Stored data entries:
* * * * *

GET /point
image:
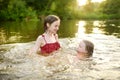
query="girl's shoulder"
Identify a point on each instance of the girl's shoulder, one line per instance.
(40, 38)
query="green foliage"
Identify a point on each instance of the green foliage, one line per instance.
(111, 8)
(16, 10)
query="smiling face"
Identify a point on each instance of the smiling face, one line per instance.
(54, 27)
(85, 49)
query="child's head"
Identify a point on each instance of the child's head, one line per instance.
(49, 20)
(85, 48)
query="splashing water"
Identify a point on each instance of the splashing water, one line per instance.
(17, 64)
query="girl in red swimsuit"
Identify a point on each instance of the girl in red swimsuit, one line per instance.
(48, 41)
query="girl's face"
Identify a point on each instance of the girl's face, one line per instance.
(81, 48)
(54, 27)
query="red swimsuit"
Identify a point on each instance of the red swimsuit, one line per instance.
(49, 47)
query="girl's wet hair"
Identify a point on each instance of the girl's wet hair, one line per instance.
(50, 19)
(89, 47)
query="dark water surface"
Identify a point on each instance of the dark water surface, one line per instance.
(17, 64)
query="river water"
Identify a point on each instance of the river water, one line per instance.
(17, 64)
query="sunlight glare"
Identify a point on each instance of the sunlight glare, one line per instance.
(97, 1)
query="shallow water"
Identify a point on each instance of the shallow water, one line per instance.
(17, 64)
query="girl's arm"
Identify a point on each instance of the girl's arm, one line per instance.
(37, 45)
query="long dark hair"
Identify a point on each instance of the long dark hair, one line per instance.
(89, 47)
(50, 19)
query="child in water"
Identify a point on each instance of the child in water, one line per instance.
(85, 49)
(48, 41)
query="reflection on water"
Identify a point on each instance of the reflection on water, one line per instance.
(28, 31)
(17, 64)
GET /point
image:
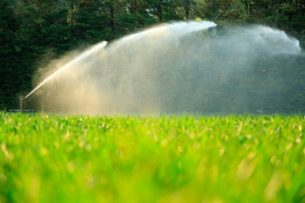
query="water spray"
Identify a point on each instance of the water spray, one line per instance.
(70, 64)
(182, 67)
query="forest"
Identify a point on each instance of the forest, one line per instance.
(32, 30)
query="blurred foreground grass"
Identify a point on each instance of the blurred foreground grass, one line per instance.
(164, 159)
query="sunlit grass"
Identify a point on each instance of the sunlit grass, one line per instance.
(165, 159)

* * * * *

From the first line to the last, set down the data exactly, without the pictures.

(Response area):
GET /point
image:
query="girl's shoulder"
Identify a point on each instance of the girl's shoulder, one line per instance.
(40, 38)
query="green foliage"
Identify a point on each instance of the green foliage, one line per instance.
(111, 8)
(16, 10)
query="smiling face"
Identify a point on each instance of the smiling face, one line per instance.
(54, 27)
(85, 49)
query="child's head"
Identify a point on each instance of the child's head, one line per instance.
(49, 20)
(85, 48)
query="splashing water"
Identify a point on each instance of the splashing water, one line per instance.
(17, 64)
query="girl in red swimsuit"
Identify a point on each instance of the girl in red swimsuit, one line per instance.
(48, 41)
query="girl's face"
Identify a point on each instance of the girl's face, one line per instance.
(81, 48)
(54, 27)
query="red swimsuit"
Identify a point on each instance of the red swimsuit, one line per instance.
(49, 47)
query="girl's wet hair"
Identify a point on each instance of the girl's wet hair, one line per instance.
(50, 19)
(89, 47)
query="dark water surface"
Identify a point on each instance of the dark water surface, one line per instance.
(17, 64)
query="river water"
Identify a point on each instance of the river water, one line per instance.
(17, 64)
query="sunlight glare"
Identify a point on each instance of the sunlight glare, one line per instance.
(97, 1)
query="shallow water"
Identify a point on each instance of the shallow water, one line per instance.
(17, 64)
query="girl's arm"
Identify a point on each instance of the girl's arm, one line per instance.
(37, 45)
query="long dark hair"
Identify a point on each instance of the long dark hair, one line per instance.
(89, 47)
(50, 19)
query="child in water"
Identify a point on each instance of the child in water, one line per instance.
(85, 49)
(48, 41)
query="reflection on water"
Identify a point on each instance of the reflection on water, one line per instance.
(28, 31)
(17, 64)
GET /point
image:
query="water spray"
Identify a point on each instance of the water spray, one line per instance.
(70, 64)
(182, 67)
query="forest"
Identify a point on each instance of the forest, one line per instance.
(32, 30)
query="blurred foreground grass"
Identify a point on each instance of the blurred foreground grass, one line per instance.
(164, 159)
query="sunlit grass"
Identify a point on each instance of the sunlit grass, one line per instance.
(165, 159)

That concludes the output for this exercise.